##### Data rows #####

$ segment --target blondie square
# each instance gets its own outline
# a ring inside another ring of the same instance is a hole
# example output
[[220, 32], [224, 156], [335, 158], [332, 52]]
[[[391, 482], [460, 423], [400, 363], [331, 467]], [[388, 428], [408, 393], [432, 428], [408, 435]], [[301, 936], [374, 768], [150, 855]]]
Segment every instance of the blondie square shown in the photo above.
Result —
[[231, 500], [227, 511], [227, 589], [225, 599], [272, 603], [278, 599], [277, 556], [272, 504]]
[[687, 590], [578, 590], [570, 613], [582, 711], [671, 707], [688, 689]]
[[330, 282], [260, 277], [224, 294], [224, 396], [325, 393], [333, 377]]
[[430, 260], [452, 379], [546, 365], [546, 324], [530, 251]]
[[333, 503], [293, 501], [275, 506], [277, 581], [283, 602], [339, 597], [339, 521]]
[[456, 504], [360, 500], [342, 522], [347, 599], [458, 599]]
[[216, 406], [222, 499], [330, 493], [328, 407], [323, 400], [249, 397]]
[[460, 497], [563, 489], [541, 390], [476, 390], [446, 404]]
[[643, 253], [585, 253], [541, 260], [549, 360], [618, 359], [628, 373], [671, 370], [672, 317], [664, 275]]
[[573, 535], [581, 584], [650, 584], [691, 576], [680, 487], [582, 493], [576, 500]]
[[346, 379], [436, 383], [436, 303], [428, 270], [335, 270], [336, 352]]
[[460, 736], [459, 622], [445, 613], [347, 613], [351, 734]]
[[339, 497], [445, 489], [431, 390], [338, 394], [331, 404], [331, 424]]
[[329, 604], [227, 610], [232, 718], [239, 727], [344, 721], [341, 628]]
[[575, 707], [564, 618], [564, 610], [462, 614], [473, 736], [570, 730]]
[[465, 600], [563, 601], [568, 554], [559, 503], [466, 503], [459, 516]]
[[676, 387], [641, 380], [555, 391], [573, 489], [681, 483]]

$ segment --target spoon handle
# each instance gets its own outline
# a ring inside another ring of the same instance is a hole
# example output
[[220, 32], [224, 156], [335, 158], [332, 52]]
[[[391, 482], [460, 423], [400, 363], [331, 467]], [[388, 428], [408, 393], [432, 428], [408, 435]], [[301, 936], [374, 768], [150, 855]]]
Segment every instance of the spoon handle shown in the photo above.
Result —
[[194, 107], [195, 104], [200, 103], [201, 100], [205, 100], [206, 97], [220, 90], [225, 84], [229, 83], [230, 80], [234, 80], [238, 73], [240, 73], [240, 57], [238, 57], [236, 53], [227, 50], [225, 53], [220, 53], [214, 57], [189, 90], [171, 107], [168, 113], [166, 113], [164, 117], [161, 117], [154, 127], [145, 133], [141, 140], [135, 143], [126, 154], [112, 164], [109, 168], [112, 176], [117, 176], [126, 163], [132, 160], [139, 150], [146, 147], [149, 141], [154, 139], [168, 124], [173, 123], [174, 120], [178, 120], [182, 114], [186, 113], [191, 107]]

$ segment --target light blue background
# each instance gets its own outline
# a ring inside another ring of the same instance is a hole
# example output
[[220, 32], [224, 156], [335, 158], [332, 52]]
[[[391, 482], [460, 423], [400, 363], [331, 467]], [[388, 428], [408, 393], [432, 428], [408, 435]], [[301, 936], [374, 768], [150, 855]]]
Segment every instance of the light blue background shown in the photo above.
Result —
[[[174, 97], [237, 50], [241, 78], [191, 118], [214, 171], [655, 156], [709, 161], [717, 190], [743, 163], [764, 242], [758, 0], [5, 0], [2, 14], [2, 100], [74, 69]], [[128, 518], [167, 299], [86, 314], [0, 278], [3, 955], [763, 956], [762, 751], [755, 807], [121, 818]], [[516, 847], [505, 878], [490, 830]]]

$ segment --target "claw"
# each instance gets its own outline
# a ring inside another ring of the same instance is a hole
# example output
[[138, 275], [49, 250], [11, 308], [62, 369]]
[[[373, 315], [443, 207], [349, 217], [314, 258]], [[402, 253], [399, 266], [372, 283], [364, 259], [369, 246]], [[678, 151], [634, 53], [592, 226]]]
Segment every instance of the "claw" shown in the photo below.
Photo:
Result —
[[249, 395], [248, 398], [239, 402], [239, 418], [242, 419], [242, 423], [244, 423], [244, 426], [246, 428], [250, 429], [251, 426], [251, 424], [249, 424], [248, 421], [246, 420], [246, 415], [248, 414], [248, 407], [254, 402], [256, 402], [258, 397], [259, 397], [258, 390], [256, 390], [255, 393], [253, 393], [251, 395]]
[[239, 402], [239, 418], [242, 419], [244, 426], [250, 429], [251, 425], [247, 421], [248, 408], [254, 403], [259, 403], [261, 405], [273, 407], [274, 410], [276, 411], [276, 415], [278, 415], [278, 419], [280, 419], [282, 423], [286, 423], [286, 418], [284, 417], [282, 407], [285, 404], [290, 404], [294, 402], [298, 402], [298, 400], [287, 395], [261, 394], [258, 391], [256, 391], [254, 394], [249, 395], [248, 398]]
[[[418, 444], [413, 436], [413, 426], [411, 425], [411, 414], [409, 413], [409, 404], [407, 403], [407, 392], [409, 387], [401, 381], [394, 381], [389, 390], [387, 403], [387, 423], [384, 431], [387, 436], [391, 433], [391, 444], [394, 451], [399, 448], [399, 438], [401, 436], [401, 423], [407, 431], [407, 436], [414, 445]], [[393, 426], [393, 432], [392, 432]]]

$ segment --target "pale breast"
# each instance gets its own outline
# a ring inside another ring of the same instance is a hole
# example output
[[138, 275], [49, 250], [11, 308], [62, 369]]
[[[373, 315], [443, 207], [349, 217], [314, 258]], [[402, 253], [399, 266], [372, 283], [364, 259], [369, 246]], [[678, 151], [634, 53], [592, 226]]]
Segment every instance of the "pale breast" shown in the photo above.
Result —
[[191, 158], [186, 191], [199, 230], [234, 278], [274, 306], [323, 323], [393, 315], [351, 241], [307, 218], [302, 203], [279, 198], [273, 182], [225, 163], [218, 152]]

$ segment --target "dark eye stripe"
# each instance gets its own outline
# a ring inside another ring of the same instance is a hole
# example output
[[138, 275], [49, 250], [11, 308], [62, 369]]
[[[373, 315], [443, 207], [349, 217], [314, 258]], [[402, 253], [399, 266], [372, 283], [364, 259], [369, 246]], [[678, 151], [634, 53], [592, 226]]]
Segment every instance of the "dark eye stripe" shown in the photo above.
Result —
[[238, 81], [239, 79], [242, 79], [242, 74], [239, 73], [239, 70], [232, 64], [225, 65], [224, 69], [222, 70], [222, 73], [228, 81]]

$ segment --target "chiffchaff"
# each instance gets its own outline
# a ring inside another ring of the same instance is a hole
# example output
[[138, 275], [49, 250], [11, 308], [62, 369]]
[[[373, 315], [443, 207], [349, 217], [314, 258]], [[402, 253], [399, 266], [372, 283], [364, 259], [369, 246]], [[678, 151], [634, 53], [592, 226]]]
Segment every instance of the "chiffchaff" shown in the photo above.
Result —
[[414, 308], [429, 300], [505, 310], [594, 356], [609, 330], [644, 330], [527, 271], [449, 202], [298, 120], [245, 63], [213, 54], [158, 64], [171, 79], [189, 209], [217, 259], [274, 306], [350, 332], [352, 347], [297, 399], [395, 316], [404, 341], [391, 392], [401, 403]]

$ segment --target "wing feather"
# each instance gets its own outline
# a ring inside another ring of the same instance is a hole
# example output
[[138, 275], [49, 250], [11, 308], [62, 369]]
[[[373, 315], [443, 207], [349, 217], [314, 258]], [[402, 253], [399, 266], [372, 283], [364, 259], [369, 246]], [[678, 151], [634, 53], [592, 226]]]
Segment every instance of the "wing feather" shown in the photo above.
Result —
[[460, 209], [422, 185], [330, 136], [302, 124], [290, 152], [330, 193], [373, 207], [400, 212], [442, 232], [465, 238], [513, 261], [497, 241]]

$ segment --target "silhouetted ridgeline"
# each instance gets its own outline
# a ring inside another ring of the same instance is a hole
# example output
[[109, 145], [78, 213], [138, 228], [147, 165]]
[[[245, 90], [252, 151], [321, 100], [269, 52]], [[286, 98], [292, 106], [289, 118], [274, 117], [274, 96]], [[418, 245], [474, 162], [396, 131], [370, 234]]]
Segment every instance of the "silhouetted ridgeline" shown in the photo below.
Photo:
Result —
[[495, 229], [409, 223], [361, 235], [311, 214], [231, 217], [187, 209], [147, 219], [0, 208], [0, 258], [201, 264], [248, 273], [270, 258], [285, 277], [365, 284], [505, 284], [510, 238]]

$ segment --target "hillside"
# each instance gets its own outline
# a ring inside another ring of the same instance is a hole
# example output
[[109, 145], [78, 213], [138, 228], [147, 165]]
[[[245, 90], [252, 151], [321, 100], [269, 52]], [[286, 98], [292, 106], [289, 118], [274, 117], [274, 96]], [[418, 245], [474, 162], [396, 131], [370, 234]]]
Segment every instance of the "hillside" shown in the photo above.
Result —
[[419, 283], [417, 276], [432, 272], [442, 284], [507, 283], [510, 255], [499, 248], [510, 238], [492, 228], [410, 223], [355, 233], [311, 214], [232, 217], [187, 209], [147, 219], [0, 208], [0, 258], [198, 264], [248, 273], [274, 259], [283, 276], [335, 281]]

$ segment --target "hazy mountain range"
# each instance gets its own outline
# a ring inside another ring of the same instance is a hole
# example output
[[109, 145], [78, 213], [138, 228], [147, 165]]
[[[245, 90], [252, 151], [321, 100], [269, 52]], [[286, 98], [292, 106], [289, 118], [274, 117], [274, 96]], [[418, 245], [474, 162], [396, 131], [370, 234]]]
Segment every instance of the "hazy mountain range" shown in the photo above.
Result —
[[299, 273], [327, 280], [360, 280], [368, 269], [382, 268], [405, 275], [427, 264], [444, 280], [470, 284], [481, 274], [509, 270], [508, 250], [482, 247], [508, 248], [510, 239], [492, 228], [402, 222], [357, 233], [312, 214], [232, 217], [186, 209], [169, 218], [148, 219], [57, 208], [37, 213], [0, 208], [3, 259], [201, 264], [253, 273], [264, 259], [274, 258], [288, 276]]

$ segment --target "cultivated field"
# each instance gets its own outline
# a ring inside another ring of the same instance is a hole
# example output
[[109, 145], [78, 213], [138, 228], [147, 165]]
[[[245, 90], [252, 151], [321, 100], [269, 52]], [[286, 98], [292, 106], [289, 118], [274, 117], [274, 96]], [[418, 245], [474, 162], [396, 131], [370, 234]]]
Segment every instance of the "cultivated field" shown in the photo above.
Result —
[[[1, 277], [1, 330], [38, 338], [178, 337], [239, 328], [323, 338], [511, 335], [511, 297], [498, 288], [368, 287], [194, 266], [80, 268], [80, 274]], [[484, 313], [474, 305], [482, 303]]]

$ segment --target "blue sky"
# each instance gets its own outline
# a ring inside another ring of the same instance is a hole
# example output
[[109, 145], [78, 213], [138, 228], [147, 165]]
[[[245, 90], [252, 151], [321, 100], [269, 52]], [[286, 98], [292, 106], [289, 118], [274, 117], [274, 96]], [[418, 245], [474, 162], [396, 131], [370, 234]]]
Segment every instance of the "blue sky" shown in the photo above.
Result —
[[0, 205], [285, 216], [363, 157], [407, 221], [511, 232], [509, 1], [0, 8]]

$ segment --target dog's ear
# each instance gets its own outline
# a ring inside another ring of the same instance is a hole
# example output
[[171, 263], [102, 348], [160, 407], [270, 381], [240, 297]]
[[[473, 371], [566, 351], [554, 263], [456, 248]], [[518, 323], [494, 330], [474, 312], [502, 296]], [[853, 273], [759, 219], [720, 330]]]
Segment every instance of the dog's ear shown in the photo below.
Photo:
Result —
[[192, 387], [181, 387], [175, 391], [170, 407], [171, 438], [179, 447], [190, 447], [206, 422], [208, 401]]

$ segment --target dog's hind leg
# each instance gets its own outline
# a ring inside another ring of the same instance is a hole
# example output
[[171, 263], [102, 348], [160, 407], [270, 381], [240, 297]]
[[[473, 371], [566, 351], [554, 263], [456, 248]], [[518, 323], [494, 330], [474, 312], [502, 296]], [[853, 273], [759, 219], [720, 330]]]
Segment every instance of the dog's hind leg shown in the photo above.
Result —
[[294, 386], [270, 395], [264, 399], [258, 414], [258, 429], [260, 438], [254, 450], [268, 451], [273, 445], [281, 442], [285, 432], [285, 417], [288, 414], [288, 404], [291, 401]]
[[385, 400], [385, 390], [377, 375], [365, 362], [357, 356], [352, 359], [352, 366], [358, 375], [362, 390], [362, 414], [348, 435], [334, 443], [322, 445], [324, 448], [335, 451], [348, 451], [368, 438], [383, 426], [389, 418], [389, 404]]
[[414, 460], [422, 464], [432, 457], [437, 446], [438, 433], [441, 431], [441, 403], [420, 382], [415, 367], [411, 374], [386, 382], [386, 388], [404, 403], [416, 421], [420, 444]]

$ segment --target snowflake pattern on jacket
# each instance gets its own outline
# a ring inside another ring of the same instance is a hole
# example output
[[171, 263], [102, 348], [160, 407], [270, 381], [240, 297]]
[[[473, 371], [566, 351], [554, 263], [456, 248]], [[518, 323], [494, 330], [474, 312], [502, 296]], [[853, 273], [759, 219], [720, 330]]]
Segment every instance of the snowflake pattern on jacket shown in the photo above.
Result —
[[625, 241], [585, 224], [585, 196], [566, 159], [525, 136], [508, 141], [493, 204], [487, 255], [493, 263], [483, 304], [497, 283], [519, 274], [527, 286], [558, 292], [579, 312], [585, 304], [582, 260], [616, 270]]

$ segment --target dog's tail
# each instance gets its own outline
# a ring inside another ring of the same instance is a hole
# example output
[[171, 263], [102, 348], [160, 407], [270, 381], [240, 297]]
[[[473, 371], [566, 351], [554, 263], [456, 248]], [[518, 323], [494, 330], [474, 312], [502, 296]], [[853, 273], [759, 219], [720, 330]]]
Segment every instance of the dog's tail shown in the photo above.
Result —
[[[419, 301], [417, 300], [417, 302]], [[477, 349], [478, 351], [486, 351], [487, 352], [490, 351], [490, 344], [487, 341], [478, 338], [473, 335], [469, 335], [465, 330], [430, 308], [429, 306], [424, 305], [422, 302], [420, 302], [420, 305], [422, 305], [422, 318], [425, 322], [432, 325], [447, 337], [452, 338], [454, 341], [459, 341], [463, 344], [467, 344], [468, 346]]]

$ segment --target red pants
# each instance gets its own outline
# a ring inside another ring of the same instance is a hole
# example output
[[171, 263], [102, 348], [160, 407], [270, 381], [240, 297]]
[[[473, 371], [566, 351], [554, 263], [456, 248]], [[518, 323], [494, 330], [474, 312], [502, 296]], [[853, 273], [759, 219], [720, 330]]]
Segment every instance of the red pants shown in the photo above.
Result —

#####

> _Task goal_:
Copy out the part of the records above that begins with the line containing "--target dog's hind leg" and ends with the line containing "404], [291, 401]]", keeping both of those lines.

> _Exercise output_:
$ segment --target dog's hind leg
# each instance gets its own outline
# a ring inside another ring of the same instance is a hole
# example output
[[171, 263], [102, 348], [160, 407], [270, 381], [240, 297]]
[[[473, 371], [566, 351], [554, 263], [456, 248]], [[518, 323], [494, 330], [474, 312], [502, 296]], [[853, 273], [759, 219], [720, 330]]]
Segment every instance of the dog's hind leg shown in the photo above.
Result —
[[294, 386], [270, 395], [264, 399], [258, 414], [258, 429], [260, 438], [254, 450], [268, 451], [273, 445], [281, 442], [285, 432], [285, 417], [288, 414], [288, 404], [291, 401]]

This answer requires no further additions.